§ **Exercise instructions**
Convert everything from the line containing "Q: Pick out each instance of the blue sky" down to the end of the entries into a Markdown table with the columns Row and Line, one line per row, skipping blank lines and leaving out the pictures.

========

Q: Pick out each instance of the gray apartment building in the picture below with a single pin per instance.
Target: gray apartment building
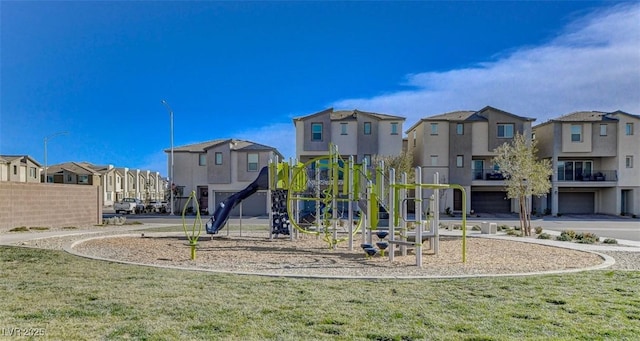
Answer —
(356, 133)
(458, 146)
(595, 161)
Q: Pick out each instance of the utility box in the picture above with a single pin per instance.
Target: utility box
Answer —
(488, 228)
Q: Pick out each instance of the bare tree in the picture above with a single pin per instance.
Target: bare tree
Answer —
(524, 174)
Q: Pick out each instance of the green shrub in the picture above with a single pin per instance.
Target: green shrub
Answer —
(564, 238)
(503, 227)
(544, 236)
(586, 238)
(513, 233)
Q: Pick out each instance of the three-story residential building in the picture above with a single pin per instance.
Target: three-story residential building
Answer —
(459, 146)
(595, 160)
(355, 133)
(217, 169)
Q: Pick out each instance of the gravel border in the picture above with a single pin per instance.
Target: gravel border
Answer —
(491, 256)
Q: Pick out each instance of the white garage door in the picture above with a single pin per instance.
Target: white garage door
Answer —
(576, 202)
(253, 206)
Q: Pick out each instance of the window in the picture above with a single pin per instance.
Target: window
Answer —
(316, 131)
(343, 129)
(575, 170)
(505, 130)
(367, 128)
(367, 158)
(576, 133)
(434, 128)
(603, 130)
(252, 162)
(478, 169)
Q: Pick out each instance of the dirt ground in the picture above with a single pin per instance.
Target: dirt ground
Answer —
(311, 256)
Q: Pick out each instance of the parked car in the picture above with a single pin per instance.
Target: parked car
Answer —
(157, 206)
(129, 205)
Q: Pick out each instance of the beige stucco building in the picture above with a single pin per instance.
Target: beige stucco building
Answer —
(356, 133)
(595, 162)
(459, 147)
(216, 169)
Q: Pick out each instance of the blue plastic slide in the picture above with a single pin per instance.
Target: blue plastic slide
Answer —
(221, 214)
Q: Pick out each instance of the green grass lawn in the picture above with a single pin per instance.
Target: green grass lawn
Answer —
(74, 298)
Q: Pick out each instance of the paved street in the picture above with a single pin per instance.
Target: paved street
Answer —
(602, 225)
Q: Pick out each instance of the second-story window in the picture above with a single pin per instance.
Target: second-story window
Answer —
(316, 131)
(343, 129)
(603, 130)
(576, 133)
(367, 159)
(505, 130)
(434, 128)
(252, 162)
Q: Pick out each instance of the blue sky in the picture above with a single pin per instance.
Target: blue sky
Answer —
(99, 69)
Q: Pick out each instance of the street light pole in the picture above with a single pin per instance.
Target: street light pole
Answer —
(46, 139)
(171, 167)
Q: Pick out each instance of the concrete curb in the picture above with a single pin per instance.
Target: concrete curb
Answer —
(607, 262)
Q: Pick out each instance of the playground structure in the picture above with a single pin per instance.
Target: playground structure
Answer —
(336, 199)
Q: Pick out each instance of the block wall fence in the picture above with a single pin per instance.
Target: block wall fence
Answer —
(49, 205)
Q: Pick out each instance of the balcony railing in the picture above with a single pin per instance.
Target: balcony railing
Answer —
(487, 174)
(595, 175)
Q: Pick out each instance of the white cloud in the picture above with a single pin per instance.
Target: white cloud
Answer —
(594, 64)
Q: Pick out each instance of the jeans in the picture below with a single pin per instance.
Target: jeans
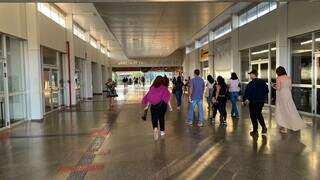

========

§ **Written response**
| Row | Line |
|---|---|
| 1 | Q: Pick out each instance of the blue sky in the picture above with a single pin per instance. |
| 2 | Target: blue sky |
| 3 | Answer — |
| 4 | (99, 69) |
| 5 | Q: Pick out each instance of the street light pole in the picture above with a single pin per instance. |
| 6 | Target: street light pole |
| 7 | Answer — |
| 8 | (46, 139) |
| 9 | (171, 167) |
| 10 | Q: Pick out each instance of the concrete curb in the picture above with a single pin per instance. |
| 11 | Target: concrete curb |
| 12 | Answer — |
| 13 | (607, 262) |
| 14 | Q: Pick out each instance of the playground structure in the picture above with a single pin per instance. |
| 15 | Target: playground structure |
| 16 | Answer — |
| 17 | (336, 199) |
| 18 | Q: Pick out each instance of the block wall fence in the picture above with a single pin per instance. |
| 19 | Target: block wall fence |
| 20 | Answer — |
| 21 | (49, 205) |
| 22 | Q: Pick out each instance of the balcony railing in the picture above with a single pin per instance. |
| 23 | Target: balcony railing |
| 24 | Answer — |
| 25 | (487, 174) |
| 26 | (595, 175) |
| 27 | Q: Pick out each instance of the white cloud in the picture above with a single pin per instance. |
| 28 | Target: white cloud |
| 29 | Answer — |
| 30 | (594, 64) |
| 31 | Q: Pick out each instance of the jeans in the picture below with a single pin per instance. |
| 32 | Target: jeans |